● Task statement:
How many lines of the items below contain the word "wooden"? Reply with the number alone.

● Data for this exercise:
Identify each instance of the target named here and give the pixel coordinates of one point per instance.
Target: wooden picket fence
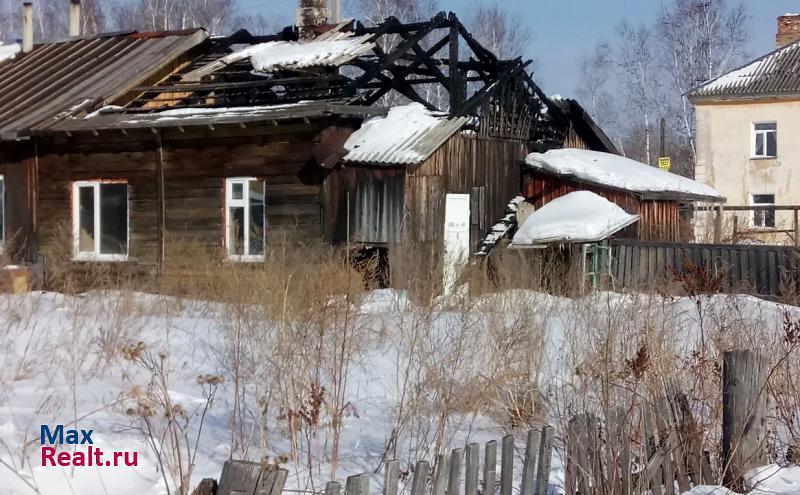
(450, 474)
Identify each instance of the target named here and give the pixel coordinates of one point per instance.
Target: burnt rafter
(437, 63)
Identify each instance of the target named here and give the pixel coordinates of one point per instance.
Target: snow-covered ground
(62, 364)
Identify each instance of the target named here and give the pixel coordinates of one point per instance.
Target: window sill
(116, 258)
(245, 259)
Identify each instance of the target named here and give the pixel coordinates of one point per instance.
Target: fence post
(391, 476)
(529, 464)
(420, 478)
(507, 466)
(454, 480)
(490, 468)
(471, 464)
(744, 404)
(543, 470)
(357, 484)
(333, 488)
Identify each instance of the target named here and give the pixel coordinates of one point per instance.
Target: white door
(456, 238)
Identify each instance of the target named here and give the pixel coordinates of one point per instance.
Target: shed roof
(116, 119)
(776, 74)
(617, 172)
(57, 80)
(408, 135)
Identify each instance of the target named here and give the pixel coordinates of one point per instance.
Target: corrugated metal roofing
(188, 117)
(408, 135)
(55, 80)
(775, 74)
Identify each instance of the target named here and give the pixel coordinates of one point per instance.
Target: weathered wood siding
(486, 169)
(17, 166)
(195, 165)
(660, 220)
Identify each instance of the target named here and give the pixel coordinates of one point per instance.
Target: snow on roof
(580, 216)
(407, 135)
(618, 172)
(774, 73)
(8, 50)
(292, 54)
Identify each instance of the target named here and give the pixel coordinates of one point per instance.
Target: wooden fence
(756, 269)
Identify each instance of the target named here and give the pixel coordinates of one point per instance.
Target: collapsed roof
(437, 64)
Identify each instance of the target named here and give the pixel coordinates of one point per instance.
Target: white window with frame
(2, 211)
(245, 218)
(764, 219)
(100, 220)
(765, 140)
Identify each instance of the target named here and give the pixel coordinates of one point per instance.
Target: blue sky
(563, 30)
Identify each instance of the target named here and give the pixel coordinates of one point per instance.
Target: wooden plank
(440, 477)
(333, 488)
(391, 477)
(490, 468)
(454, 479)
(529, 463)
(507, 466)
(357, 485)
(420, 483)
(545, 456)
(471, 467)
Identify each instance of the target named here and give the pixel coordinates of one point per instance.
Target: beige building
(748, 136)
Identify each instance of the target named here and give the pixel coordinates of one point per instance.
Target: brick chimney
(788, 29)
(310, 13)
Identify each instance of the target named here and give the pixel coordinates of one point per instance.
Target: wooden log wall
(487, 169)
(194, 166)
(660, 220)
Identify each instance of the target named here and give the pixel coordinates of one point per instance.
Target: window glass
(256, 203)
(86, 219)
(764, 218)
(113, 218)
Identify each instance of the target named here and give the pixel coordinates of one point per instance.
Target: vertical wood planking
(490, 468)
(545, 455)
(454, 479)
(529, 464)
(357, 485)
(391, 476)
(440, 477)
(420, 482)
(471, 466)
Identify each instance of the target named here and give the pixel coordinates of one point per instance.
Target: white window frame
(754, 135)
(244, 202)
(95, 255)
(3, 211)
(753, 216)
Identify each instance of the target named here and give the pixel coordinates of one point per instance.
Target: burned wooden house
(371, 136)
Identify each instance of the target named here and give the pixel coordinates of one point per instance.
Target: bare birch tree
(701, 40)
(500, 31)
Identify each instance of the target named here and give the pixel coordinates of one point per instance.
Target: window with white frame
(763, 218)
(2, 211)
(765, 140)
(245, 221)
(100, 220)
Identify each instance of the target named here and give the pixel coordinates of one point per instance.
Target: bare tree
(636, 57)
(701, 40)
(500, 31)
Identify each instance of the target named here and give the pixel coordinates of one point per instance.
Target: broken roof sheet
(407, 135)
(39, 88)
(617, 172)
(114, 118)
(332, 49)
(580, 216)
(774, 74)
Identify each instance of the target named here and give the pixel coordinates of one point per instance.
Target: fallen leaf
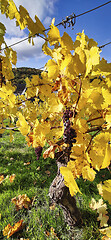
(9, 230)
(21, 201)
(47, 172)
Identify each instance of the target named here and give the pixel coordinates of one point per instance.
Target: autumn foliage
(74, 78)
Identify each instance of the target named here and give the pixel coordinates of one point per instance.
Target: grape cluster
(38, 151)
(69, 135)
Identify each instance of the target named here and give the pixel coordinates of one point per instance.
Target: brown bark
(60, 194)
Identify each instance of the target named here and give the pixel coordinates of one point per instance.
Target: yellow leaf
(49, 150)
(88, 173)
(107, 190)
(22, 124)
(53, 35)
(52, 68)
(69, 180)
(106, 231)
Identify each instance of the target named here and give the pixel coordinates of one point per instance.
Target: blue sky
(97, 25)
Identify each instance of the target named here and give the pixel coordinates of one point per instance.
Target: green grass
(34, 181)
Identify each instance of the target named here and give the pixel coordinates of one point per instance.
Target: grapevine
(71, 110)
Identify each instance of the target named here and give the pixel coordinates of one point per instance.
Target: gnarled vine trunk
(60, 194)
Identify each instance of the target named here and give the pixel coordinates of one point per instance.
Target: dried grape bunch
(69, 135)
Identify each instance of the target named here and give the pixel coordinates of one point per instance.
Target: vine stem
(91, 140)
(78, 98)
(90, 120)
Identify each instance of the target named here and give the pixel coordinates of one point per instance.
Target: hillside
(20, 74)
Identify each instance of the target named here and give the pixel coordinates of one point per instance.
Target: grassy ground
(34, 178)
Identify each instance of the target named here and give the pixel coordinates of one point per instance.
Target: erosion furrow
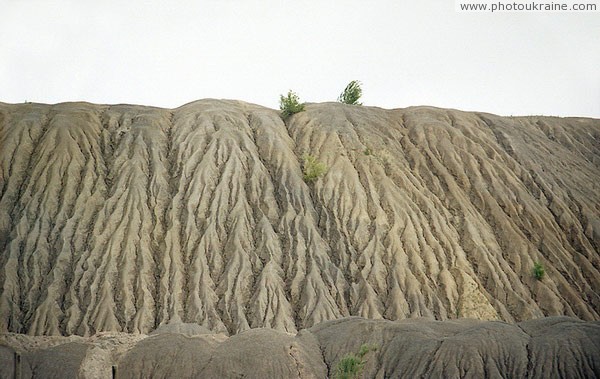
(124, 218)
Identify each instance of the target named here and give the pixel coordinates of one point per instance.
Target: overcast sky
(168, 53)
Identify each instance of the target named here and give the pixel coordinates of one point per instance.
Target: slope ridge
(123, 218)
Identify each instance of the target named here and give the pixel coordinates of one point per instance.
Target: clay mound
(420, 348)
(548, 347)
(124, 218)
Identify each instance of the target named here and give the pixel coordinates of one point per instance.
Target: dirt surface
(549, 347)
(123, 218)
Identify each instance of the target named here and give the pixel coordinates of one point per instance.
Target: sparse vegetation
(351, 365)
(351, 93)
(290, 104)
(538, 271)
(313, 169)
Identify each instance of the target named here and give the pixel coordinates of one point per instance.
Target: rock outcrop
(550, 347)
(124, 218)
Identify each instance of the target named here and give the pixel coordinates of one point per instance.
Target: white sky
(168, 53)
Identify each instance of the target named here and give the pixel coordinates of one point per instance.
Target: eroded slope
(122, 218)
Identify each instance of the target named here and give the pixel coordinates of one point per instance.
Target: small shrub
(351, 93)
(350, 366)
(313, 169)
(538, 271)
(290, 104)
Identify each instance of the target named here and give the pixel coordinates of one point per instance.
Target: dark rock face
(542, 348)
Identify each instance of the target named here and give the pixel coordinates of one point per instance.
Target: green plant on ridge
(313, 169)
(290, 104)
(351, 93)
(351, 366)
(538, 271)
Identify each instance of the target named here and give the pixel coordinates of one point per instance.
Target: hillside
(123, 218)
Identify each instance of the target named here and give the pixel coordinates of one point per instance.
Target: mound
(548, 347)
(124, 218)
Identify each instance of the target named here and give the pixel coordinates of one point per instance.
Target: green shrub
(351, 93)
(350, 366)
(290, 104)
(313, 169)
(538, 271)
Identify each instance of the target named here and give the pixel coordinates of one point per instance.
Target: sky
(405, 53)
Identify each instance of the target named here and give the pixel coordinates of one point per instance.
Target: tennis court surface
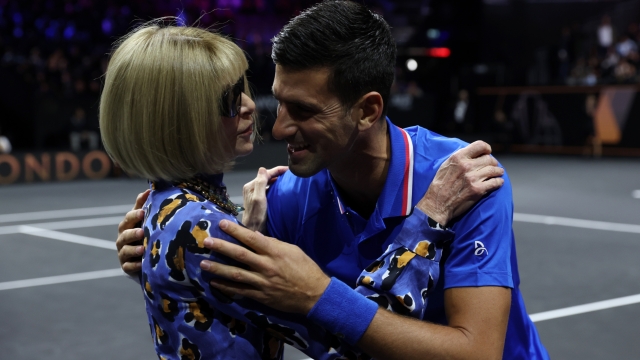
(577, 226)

● Exercise output:
5